• **What you have to do**: Copy out every one of the records below, swapping "Ground every instance of" for "Find each" and leaving everything else unchanged. Leave the pictures out.

— Start of Exercise materials —

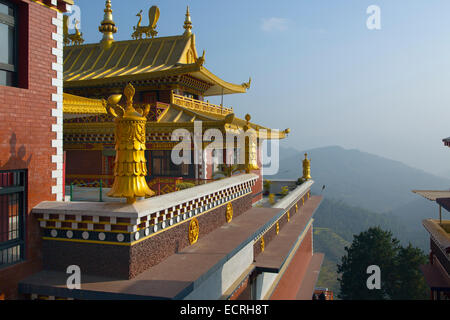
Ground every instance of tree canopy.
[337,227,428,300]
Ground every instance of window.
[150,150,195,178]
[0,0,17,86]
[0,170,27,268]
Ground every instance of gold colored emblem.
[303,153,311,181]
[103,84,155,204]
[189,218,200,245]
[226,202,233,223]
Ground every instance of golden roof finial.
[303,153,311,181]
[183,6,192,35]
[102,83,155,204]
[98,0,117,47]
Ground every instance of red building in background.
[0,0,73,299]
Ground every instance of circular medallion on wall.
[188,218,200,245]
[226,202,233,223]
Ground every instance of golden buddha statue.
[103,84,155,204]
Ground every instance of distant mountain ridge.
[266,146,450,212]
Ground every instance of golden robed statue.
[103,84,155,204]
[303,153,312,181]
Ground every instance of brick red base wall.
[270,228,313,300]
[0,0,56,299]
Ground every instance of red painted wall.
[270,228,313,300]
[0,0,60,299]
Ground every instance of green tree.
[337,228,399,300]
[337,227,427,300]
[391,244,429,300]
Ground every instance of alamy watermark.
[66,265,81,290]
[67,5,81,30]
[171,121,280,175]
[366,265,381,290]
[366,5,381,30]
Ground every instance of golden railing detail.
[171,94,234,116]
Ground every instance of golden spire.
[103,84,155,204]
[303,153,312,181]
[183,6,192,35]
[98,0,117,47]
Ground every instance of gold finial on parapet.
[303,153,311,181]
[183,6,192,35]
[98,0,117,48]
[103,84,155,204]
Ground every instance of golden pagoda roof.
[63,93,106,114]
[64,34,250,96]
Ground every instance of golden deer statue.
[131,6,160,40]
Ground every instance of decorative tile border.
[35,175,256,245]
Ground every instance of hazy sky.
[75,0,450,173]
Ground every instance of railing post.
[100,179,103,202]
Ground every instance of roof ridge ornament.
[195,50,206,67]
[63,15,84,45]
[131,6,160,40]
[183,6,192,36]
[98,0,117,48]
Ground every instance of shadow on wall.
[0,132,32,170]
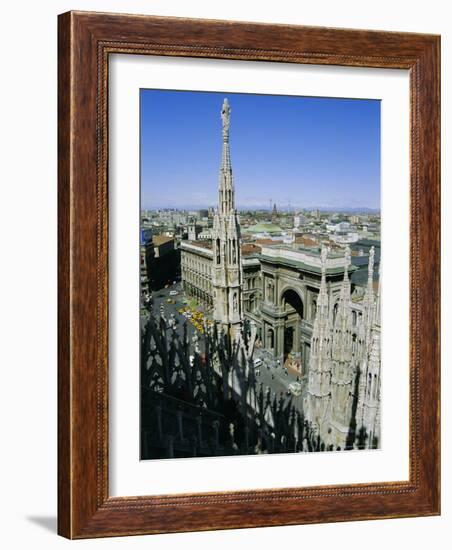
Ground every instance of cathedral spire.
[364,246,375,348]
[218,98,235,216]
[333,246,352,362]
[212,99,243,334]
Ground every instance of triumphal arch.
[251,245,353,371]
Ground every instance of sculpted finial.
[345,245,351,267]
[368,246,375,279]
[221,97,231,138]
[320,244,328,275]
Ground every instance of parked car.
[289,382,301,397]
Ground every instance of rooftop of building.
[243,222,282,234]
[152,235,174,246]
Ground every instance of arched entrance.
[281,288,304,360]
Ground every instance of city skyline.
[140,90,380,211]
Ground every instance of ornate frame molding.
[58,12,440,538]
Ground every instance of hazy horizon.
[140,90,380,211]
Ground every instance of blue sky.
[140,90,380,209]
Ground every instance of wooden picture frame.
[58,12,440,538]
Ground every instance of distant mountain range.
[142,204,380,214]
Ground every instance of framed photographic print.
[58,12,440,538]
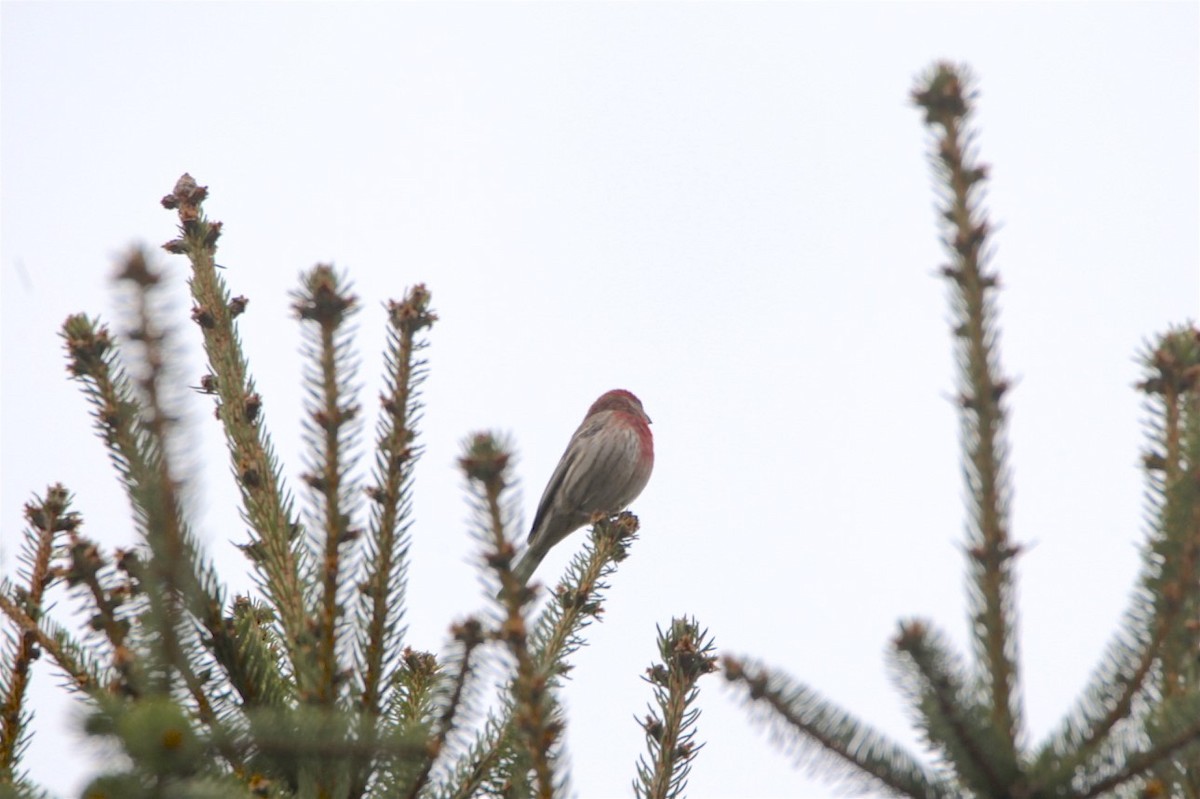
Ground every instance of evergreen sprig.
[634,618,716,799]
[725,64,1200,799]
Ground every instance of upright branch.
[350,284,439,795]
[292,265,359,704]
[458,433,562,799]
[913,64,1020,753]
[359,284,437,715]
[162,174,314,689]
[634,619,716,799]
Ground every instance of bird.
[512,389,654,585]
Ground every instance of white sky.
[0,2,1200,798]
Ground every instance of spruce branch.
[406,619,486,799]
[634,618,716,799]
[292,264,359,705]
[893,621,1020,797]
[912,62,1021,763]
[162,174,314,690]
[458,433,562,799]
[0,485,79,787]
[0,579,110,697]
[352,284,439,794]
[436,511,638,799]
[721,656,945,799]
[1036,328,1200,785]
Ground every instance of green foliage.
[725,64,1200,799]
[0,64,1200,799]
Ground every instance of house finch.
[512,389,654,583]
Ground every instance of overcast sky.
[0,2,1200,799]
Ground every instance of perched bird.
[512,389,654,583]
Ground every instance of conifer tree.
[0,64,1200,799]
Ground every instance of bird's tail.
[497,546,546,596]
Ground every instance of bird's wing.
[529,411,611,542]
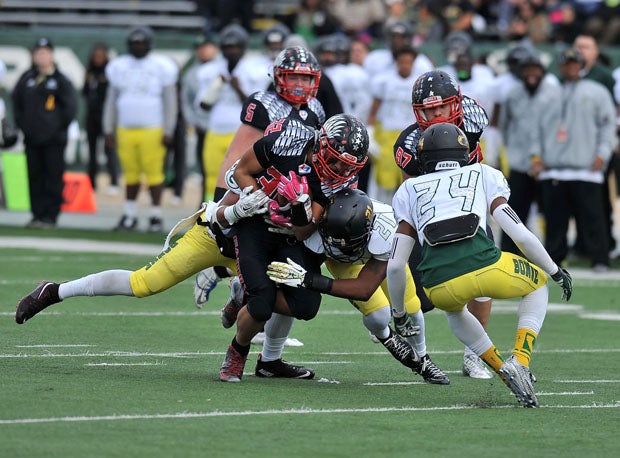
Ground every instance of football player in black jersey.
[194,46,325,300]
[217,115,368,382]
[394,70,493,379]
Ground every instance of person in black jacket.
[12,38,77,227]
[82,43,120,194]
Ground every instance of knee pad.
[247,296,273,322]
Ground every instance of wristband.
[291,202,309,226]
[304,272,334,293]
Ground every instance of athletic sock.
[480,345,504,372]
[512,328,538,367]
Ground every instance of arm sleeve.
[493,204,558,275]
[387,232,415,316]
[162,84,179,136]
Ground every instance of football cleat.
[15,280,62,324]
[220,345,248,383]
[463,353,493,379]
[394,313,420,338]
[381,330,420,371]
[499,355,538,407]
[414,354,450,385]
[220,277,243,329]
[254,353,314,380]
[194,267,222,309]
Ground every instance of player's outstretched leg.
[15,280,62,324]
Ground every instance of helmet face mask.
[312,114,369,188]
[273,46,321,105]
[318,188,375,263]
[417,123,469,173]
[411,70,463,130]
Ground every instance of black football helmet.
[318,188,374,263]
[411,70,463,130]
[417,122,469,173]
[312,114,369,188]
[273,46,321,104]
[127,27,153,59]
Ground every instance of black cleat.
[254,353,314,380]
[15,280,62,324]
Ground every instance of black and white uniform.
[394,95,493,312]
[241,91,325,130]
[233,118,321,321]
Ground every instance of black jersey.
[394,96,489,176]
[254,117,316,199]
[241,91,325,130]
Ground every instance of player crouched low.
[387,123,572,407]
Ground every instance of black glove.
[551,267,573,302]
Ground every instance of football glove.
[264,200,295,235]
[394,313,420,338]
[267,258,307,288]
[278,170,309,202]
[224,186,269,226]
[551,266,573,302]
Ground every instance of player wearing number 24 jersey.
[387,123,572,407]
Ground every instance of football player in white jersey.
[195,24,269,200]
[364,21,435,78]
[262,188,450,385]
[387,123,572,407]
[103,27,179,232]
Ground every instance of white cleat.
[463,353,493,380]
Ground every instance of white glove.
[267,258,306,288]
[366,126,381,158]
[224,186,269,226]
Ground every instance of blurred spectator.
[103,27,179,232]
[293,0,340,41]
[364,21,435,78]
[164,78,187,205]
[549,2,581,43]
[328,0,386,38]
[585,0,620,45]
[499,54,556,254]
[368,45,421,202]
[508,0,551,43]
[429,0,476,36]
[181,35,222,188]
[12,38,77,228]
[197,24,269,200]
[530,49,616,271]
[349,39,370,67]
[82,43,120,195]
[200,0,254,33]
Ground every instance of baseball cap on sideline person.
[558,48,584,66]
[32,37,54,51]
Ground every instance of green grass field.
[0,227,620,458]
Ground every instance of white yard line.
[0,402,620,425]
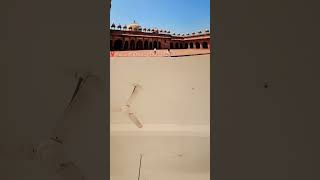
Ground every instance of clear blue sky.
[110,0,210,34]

— End of Exercise materials —

• **Solution to this exercise**:
Find each tree canopy.
[337,227,428,300]
Find each window.
[150,150,195,178]
[0,0,17,86]
[0,170,27,268]
Find each gold colored emblem.
[303,153,311,181]
[103,84,155,204]
[189,218,200,245]
[226,202,233,223]
Find each golden roof finial.
[303,153,311,181]
[183,6,192,35]
[102,83,155,204]
[98,0,117,47]
Find each red building in background.
[0,0,73,299]
Find each circular medallion on wall.
[188,218,200,245]
[226,202,233,223]
Find each golden buddha statue.
[103,84,155,204]
Find each distant mountain ridge.
[266,146,450,212]
Find each golden robed statue.
[103,84,155,204]
[303,153,312,181]
Find each brick red base wall.
[270,228,313,300]
[0,0,56,299]
Find each red painted wall.
[270,228,313,300]
[0,0,60,299]
Find each green tree.
[337,228,399,300]
[337,227,427,300]
[391,244,429,300]
Find each alamy watermark.
[66,265,81,290]
[67,5,81,30]
[171,121,280,175]
[366,265,381,290]
[366,5,381,30]
Find each golden railing detail.
[171,94,234,116]
Find each golden spire.
[103,84,155,204]
[303,153,312,181]
[183,6,192,35]
[98,0,117,47]
Find each gold finial on parapet.
[303,153,311,181]
[183,6,192,35]
[98,0,117,48]
[103,84,155,204]
Find each golden pagoda roof.
[63,93,106,114]
[64,34,250,96]
Find each golden deer statue.
[131,6,160,40]
Find each decorative tile border.
[35,175,256,245]
Find each hazy sky.
[75,0,450,173]
Find each railing post.
[100,179,103,202]
Find each roof ridge ornament.
[195,50,206,67]
[63,15,84,45]
[131,6,160,40]
[183,6,192,36]
[98,0,117,48]
Find each shadow on wall.
[0,132,32,170]
Find each cathedral spire.
[364,246,375,348]
[218,98,235,216]
[333,246,352,362]
[212,99,243,334]
Find each triumphal arch.
[251,245,353,371]
Find each sculpted finial.
[345,245,351,267]
[368,246,375,279]
[221,97,231,138]
[320,244,328,275]
Find each parked car.
[289,382,301,397]
Find each rooftop of building.
[243,222,282,234]
[152,235,174,246]
Find each arched entrance.
[281,288,304,360]
Find each city skyline.
[140,90,380,211]
Find each ornate frame molding.
[58,12,440,538]
Find each hazy horizon.
[140,90,380,211]
Find each blue sky.
[140,90,380,209]
Find each wooden picture frame.
[58,12,440,538]
Find each distant mountain range.
[142,204,380,214]
Find each framed photographic print.
[58,12,440,538]
Find each evergreen sprig.
[634,618,716,799]
[725,64,1200,799]
Find each upright branch.
[350,284,439,795]
[292,265,359,704]
[458,433,562,799]
[913,64,1020,753]
[359,284,437,715]
[162,174,314,689]
[634,619,716,799]
Find each bird.
[512,389,654,585]
Find each white sky.
[0,2,1200,798]
Find each spruce branch.
[406,619,486,799]
[634,618,716,799]
[292,264,359,705]
[893,621,1020,797]
[912,62,1021,763]
[162,174,314,690]
[458,433,562,799]
[0,485,79,787]
[0,579,110,697]
[352,284,439,794]
[436,511,638,799]
[721,656,945,799]
[1036,328,1200,785]
Find each green foliage.
[725,64,1200,799]
[0,64,1200,799]
Find each house finch.
[512,389,654,583]
Find each overcast sky.
[0,2,1200,799]
Find each perched bird.
[512,389,654,583]
Find each conifer tree.
[0,64,1200,799]
Find each bird's tail.
[497,546,546,596]
Find each bird's wing.
[529,411,611,542]
Find each football player in black jersey.
[194,46,325,300]
[217,115,368,382]
[394,70,493,379]
Find each person in black jacket.
[12,38,77,227]
[82,43,120,194]
Find each knee pad.
[247,296,273,322]
Find each wristband.
[291,202,309,226]
[304,272,334,293]
Find each athletic sock.
[480,345,504,372]
[512,328,538,367]
Find each arm sleeve.
[493,204,558,275]
[387,232,415,316]
[162,84,179,136]
Find each football cleat.
[15,280,62,324]
[220,345,248,383]
[463,353,493,379]
[394,313,420,338]
[381,330,420,371]
[499,355,538,407]
[414,354,450,385]
[220,277,243,329]
[254,353,314,380]
[194,267,222,309]
Find each player's outstretched leg.
[15,280,62,324]
Find each helmet face mask.
[312,114,369,188]
[273,46,321,105]
[318,188,375,263]
[417,123,469,173]
[411,70,463,130]
Find each black football helmet.
[318,188,374,263]
[411,70,463,130]
[417,122,469,173]
[312,114,369,188]
[273,46,321,104]
[127,27,153,59]
Find each black cleat.
[254,353,314,380]
[15,280,62,324]
Find each black and white uniform.
[394,95,493,312]
[241,91,325,130]
[233,118,321,321]
Find each black jersey.
[394,96,489,176]
[254,117,316,199]
[241,91,325,130]
Find each player crouched low.
[387,123,572,407]
Find each black glove.
[551,267,573,302]
Find each football glove.
[264,200,295,235]
[394,313,420,338]
[267,258,307,288]
[278,170,309,202]
[224,186,269,226]
[551,266,573,302]
Find each player wearing number 24 jersey.
[387,123,572,407]
Find each football player in white jersey.
[195,24,269,200]
[364,21,435,78]
[262,188,450,385]
[387,123,572,407]
[103,27,179,232]
Find each white cleat.
[463,353,493,380]
Find each white glove.
[267,258,306,288]
[366,126,381,158]
[224,186,269,226]
Find each blurred spectator.
[103,27,179,232]
[293,0,340,41]
[364,21,435,78]
[164,78,187,205]
[549,2,581,43]
[328,0,386,38]
[585,0,620,45]
[499,54,556,254]
[368,45,421,202]
[508,0,551,43]
[429,0,476,36]
[181,35,222,188]
[12,38,77,228]
[197,24,269,200]
[530,49,616,271]
[349,39,370,67]
[82,43,120,195]
[200,0,254,33]
Find each baseball cap on sideline person.
[558,48,584,66]
[32,37,54,51]
Find each green grass field.
[0,227,620,458]
Find each white yard line.
[0,402,620,425]
Find each clear blue sky.
[110,0,210,34]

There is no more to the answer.